**EXERCISE INSTRUCTIONS:**
Select and copy every line in the rows below that contains the word "target", matching case exactly.
** start GIVEN RECORDS **
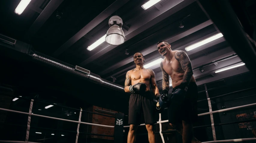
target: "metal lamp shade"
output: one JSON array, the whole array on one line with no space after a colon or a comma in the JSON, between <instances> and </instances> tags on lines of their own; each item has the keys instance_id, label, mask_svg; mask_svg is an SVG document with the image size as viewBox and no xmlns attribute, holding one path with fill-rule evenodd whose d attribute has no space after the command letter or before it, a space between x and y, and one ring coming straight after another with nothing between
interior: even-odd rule
<instances>
[{"instance_id":1,"label":"metal lamp shade","mask_svg":"<svg viewBox=\"0 0 256 143\"><path fill-rule=\"evenodd\" d=\"M109 44L118 45L124 42L125 37L123 30L118 25L114 25L107 32L105 40Z\"/></svg>"}]
</instances>

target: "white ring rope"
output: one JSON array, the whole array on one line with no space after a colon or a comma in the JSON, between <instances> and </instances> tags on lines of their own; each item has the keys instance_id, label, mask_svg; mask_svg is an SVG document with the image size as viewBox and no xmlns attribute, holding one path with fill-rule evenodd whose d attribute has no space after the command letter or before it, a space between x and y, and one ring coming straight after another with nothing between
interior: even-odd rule
<instances>
[{"instance_id":1,"label":"white ring rope","mask_svg":"<svg viewBox=\"0 0 256 143\"><path fill-rule=\"evenodd\" d=\"M225 112L225 111L229 111L230 110L235 110L235 109L239 109L239 108L244 108L244 107L250 107L250 106L254 106L254 105L256 105L256 103L253 103L252 104L248 104L248 105L245 105L240 106L237 106L237 107L231 107L231 108L228 108L225 109L221 109L221 110L217 110L217 111L212 111L212 113L220 113L220 112ZM210 114L209 112L207 112L207 113L202 113L202 114L198 114L198 116L203 116L203 115L208 115L208 114ZM161 123L165 123L166 122L168 122L168 120L164 120L164 121L162 121L160 122L157 122L157 123L159 123L160 122ZM143 126L143 125L145 125L145 124L141 124L140 125L139 125L139 126ZM123 127L130 127L130 126L123 126Z\"/></svg>"},{"instance_id":2,"label":"white ring rope","mask_svg":"<svg viewBox=\"0 0 256 143\"><path fill-rule=\"evenodd\" d=\"M15 112L15 113L20 113L21 114L27 114L27 115L29 114L29 113L26 113L26 112L23 112L18 111L15 111L15 110L9 110L9 109L6 109L2 108L0 108L0 110L3 110L3 111L8 111L8 112ZM47 118L52 119L56 119L56 120L62 120L62 121L65 121L69 122L74 122L74 123L78 123L79 122L78 121L73 121L73 120L67 120L66 119L60 119L60 118L57 118L53 117L49 117L49 116L43 116L43 115L37 115L37 114L31 114L31 115L33 116L39 116L39 117L41 117ZM108 125L101 125L101 124L93 124L93 123L86 123L86 122L81 122L81 124L88 124L88 125L92 125L96 126L100 126L100 127L114 127L113 126L108 126Z\"/></svg>"}]
</instances>

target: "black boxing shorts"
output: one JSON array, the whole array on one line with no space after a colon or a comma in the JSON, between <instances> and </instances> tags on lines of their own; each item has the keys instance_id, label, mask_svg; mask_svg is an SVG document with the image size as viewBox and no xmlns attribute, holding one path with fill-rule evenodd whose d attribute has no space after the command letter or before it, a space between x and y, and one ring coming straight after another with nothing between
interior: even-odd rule
<instances>
[{"instance_id":1,"label":"black boxing shorts","mask_svg":"<svg viewBox=\"0 0 256 143\"><path fill-rule=\"evenodd\" d=\"M156 104L153 102L152 96L150 92L146 92L143 94L132 93L129 101L128 123L136 125L140 124L142 113L145 124L155 123L156 106Z\"/></svg>"},{"instance_id":2,"label":"black boxing shorts","mask_svg":"<svg viewBox=\"0 0 256 143\"><path fill-rule=\"evenodd\" d=\"M172 93L179 88L179 86L172 89ZM197 86L195 82L190 82L187 91L186 98L182 103L181 107L175 107L171 102L168 107L169 123L175 124L182 124L184 120L188 123L197 121Z\"/></svg>"}]
</instances>

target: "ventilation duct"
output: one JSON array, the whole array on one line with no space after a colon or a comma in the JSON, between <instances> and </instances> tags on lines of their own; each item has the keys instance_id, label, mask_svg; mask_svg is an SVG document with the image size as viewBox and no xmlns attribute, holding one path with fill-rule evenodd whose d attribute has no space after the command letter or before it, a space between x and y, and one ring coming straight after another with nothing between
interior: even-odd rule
** end GIVEN RECORDS **
**CORRECT OUTPUT:**
target: "metal lamp shade"
target: "white ring rope"
target: "black boxing shorts"
target: "ventilation duct"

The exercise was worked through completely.